■ **Tasks**
**a.** Answer these questions from the passage on Cuatro Balam:
(i) How far south of the Mexican border is El Mirador?
(ii) Who directs the Institute of Anthropology and History?
(iii) For how many years has Richard Hansen worked in Mirador?
**b.** Continue the passage on Cuatro Balam and El Mirador from the point where it stops.

***** Passage to read *****

Cuatro Balam is set to be anchored by the sprawling El Mirador archaeological site, with the Maya world’s largest pyramid, Danta, and many smaller sites. Deep in thick rainforest seven miles south of the Mexican border, El Mirador is reached by three-day trek from the nearest town, or by helicopter. By 2023, however, Cuatro Balam expects to run a train at ten miles per hour on jungle tracks, with noise “imperceptible,” to El Mirador, Piedras Negras, Tikal and Uaxactun. Critics suggest tracks may interrupt some animal trails, maintenance access roads will destroy more forest, and question to whom the train’s noise will be “imperceptible.”
Details are hard to pin down. “There is much yet to get concrete,” said Alexander Urizar, director of the Institute of Anthropology and History. “The vision of the Maya Biosphere was protection. Cuatro Balam is a way to conserve it, to make sure people know about it, and make sure it generates resources.”
The Global Heritage Fund has named the Mirador project area as one of the most important endangered world cultural heritage sites. It is indisputably the country’s highest profile archeological enterprise. An executive director of the foundation that sponsors the Project is actor and director Mel Gibson, who produced the 2006 film, Apocalypto, controversial among Maya scholars. Archaeologist Richard Hansen, the project director who has worked in Mirador for thirty years, emphasizes the need to preserve Mirador’s rainforest environment, not simply structures. He has said he envisions a five-star eco-lodge developed by Guatemalan entrepreneurs as an example of the kind of tourism that could draw in funds to help preserve the Biosphere.
“This is the last gasp,” Hansen told the Guatemala magazine, The Revue, in June. “If we fail, we lose the whole basin. I want to preserve it for the future.”

***** Supplied material *****

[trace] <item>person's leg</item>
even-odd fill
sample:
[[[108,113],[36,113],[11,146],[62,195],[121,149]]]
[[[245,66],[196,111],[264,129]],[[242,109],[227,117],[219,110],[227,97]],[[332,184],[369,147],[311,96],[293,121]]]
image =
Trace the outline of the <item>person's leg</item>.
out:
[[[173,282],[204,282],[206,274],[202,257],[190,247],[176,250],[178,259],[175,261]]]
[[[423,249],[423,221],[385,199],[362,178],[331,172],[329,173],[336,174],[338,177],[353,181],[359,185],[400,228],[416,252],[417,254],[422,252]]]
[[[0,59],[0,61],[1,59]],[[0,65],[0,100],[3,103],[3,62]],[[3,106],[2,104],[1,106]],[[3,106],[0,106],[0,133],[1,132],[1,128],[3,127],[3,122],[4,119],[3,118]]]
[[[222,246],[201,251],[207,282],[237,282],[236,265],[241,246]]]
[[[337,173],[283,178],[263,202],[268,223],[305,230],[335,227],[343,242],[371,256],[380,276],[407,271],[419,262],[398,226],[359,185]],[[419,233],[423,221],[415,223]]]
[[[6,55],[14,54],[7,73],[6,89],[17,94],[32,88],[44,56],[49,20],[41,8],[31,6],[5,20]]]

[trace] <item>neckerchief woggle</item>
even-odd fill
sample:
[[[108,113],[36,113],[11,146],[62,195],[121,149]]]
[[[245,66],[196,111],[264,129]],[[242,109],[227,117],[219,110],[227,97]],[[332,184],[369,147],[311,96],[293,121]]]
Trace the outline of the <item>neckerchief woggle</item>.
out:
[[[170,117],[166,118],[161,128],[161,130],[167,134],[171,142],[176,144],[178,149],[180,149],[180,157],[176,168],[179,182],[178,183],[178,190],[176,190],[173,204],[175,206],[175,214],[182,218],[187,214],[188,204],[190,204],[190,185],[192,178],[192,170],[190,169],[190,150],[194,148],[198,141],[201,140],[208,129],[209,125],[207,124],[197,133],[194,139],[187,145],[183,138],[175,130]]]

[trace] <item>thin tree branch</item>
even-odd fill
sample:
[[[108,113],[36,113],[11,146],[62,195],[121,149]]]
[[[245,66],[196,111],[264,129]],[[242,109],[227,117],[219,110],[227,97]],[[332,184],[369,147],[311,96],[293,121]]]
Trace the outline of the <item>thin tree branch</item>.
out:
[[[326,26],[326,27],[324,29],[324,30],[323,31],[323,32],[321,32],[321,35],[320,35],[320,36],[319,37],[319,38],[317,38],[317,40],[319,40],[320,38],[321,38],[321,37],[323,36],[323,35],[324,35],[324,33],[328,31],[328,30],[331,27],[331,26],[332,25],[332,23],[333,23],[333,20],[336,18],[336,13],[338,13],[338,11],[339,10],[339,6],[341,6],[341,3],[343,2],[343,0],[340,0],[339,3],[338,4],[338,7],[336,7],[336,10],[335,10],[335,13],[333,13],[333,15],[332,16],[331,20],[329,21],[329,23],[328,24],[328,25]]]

*****

■ **Your written answers**
**a.**
(i) Seven miles
(ii) Alexander Urizar
(iii) Thirty years

**b.**
Cuatro Balam itself, however, can arguably be seen as a development project and investment opportunity rather than a conservation effort. The idea behind it is that poor countries cannot afford to rope off sensitive land, that it must produce some economic gain for a nation and its people. Colom has emphasized partnership with private enterprise; already supporting the El Mirador “centerpiece” are major partners such as Wal-Mart Central America, construction material giant Cementos Progreso and several banks, with the Inter-American Development Bank matching private funds.
Residents of Laguna del Tigre worry. “Cuatro Balam is the biggest monster,” said one long-time area farmer. He was attending a meeting with 25 men and women in La Libertad, to discuss challenges to their vulnerable situation. “What they want is to eliminate our communities, but we will defend life.”
A government video describing Cuatro Balam in the year 2023 (http://www.youtube.com/watch?v=pt3EPvuk8Qk), calls its land “free of invaders,” operating under the “rule of law.”
On the feast of St. Amelia, patron of one Laguna del Tigre community, a Catholic priest baptized babies, asked a blessing for wild forest animals, and addressed the congregation’s concerns in a homily. “First before all is the human being,” he said, “and then companies. We can join with other groups in the monte to make our situation known.”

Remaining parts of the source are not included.